*WHAT THE TASK ASKS*
Copy the listing from the line with "Reviewer note: every instance of the roadside" through the end of the listing, requests included, shifting every keypoint coordinate in the answers up by 8. Leave out the pictures.

:: DATA SUPPLIED

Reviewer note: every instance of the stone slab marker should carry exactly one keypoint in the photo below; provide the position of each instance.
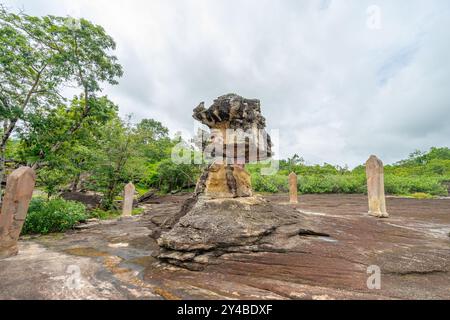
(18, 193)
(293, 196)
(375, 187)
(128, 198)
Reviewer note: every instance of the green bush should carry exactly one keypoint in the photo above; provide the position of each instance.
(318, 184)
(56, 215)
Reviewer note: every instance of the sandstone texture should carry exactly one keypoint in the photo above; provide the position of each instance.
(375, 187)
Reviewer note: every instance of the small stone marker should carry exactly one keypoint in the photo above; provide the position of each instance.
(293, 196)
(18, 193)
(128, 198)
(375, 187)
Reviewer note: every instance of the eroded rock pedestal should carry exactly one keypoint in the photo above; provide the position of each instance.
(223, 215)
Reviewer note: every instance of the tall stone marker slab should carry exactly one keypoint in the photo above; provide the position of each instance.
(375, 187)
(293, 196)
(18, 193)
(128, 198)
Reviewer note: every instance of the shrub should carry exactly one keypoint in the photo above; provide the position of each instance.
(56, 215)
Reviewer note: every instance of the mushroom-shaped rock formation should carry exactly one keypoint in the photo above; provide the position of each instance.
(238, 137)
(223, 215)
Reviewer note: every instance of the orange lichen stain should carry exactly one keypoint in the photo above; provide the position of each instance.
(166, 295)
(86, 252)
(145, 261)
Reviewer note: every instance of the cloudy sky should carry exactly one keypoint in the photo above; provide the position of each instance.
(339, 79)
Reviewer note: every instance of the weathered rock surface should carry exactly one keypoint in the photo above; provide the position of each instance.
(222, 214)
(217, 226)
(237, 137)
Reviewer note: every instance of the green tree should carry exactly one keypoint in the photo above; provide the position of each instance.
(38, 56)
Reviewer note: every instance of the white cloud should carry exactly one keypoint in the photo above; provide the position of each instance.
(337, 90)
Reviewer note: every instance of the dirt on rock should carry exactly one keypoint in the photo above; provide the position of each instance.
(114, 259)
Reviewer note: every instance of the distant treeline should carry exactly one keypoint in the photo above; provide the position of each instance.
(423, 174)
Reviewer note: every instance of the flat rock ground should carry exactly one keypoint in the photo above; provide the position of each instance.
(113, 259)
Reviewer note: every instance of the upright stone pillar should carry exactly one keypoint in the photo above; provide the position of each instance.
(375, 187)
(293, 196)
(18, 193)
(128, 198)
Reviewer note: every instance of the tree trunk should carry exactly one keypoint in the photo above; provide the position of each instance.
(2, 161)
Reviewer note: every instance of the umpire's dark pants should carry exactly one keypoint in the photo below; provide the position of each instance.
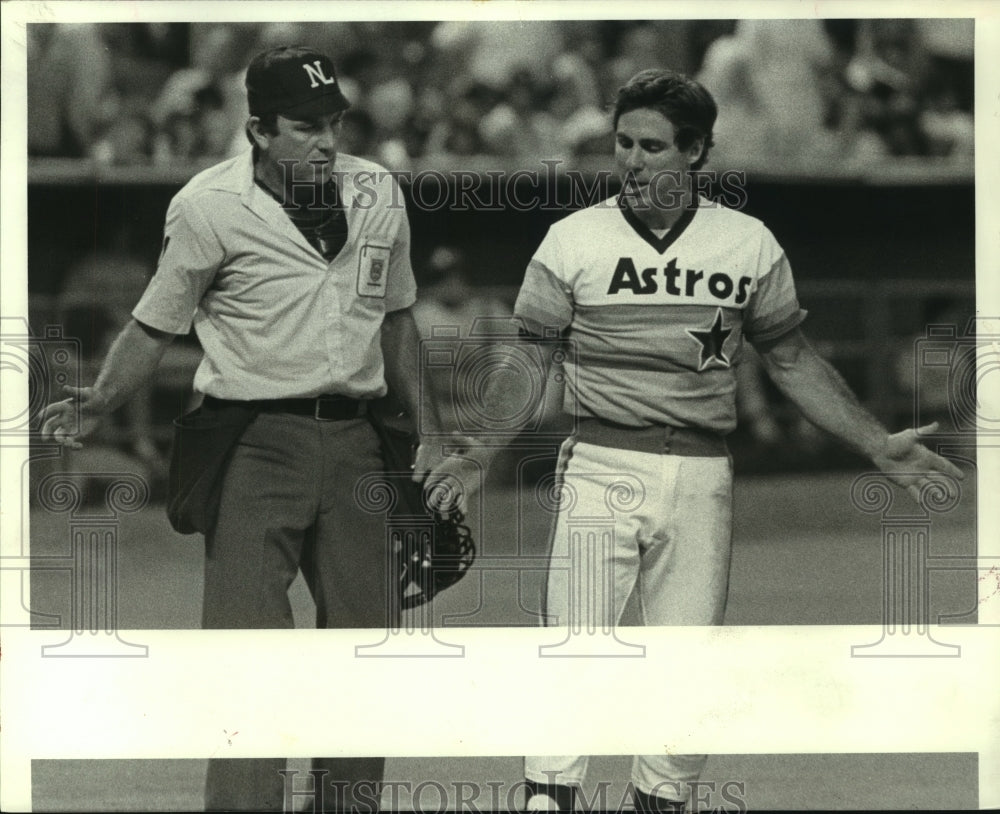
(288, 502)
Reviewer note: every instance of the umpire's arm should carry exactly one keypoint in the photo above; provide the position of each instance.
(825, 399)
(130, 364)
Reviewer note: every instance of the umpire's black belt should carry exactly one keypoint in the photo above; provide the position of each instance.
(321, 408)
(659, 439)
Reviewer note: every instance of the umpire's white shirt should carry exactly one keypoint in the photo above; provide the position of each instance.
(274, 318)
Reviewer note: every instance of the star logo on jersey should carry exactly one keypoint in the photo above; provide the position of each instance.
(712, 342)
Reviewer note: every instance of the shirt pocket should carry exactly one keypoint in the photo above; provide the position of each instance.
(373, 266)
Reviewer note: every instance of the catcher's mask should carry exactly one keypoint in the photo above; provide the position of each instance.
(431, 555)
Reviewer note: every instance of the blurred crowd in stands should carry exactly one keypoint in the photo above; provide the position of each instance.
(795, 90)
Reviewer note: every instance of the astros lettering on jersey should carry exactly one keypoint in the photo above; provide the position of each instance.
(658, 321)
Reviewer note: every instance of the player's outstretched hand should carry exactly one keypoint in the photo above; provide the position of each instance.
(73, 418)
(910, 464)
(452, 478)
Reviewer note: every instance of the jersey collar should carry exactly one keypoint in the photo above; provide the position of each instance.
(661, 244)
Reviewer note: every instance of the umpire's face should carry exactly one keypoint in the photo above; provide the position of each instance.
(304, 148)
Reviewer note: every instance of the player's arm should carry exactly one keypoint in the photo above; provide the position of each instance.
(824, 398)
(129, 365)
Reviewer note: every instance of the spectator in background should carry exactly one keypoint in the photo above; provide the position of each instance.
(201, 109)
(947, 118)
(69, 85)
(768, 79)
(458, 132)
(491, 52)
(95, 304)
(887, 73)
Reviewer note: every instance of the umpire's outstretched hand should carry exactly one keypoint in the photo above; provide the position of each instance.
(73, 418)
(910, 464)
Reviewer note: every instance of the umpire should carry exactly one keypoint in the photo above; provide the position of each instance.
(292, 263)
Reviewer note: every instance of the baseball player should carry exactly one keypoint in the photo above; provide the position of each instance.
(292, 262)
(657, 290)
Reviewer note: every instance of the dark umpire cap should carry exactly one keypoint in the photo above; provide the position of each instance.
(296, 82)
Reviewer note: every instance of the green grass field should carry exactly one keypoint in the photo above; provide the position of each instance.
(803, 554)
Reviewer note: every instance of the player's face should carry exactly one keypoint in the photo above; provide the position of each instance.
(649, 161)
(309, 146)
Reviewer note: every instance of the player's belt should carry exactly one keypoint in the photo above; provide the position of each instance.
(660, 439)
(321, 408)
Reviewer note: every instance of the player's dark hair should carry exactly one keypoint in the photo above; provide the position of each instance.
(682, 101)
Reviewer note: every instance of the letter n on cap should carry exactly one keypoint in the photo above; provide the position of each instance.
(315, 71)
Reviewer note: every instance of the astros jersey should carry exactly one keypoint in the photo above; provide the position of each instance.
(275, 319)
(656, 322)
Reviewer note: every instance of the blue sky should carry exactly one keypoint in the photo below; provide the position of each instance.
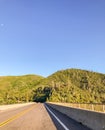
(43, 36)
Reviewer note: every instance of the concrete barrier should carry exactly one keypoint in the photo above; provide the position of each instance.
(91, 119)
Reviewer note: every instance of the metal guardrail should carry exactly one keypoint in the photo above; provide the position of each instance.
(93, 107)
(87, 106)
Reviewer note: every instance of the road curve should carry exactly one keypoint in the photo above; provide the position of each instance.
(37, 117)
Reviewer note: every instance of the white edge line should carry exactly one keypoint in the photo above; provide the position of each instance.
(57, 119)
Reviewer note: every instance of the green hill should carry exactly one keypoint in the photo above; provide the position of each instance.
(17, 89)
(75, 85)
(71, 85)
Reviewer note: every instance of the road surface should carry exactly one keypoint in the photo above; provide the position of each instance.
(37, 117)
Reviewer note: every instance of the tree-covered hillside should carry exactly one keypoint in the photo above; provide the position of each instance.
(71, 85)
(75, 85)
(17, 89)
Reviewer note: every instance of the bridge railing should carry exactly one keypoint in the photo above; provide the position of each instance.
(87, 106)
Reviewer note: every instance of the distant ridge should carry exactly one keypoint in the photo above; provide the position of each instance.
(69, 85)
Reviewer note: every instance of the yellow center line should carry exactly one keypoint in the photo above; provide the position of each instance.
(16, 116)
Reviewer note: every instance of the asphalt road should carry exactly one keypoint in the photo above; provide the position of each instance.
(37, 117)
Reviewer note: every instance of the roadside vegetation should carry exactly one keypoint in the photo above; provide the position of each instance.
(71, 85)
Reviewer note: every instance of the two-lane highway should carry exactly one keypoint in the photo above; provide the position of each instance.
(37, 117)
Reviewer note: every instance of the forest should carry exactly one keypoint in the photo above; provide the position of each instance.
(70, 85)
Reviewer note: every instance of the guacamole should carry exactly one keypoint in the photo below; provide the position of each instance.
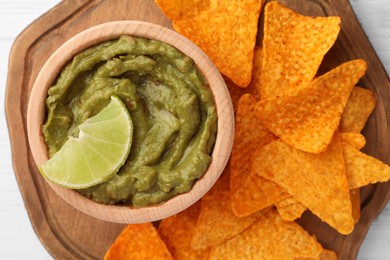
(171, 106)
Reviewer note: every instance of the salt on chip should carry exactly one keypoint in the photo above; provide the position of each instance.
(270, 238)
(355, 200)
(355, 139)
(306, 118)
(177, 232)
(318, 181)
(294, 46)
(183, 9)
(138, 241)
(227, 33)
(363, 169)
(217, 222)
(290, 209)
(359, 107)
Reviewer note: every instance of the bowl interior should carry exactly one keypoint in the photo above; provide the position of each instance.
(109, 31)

::::

*RIGHT ANSWER*
Reviewer note: every instance of the roadside vegetation should carry exactly one keypoint in the photo above; provide the position of each instance.
(79, 93)
Reviewer note: every instance of the two-lane highway should carry exactly one keypoint in the photo above; provide the position of each instance.
(45, 125)
Reviewer note: every instance of the forest should carry exactly one keypoint in the photo above; provide the position of each instance.
(78, 93)
Reviewer note: every instance of the guacamole should carry exactly one keypoint in the photo below; provide the position of each instance.
(179, 114)
Reviewer note: every instance of the salt on chip should carry exactly one keypoint in the photo above; provide the position of each instance.
(278, 246)
(363, 208)
(363, 147)
(314, 126)
(185, 240)
(326, 189)
(302, 54)
(191, 17)
(146, 249)
(235, 41)
(371, 177)
(225, 230)
(298, 217)
(367, 115)
Reviewer note: every instance of the bowl interior should carry exactly one keypoint in the photo above; provide the position of each instance.
(117, 39)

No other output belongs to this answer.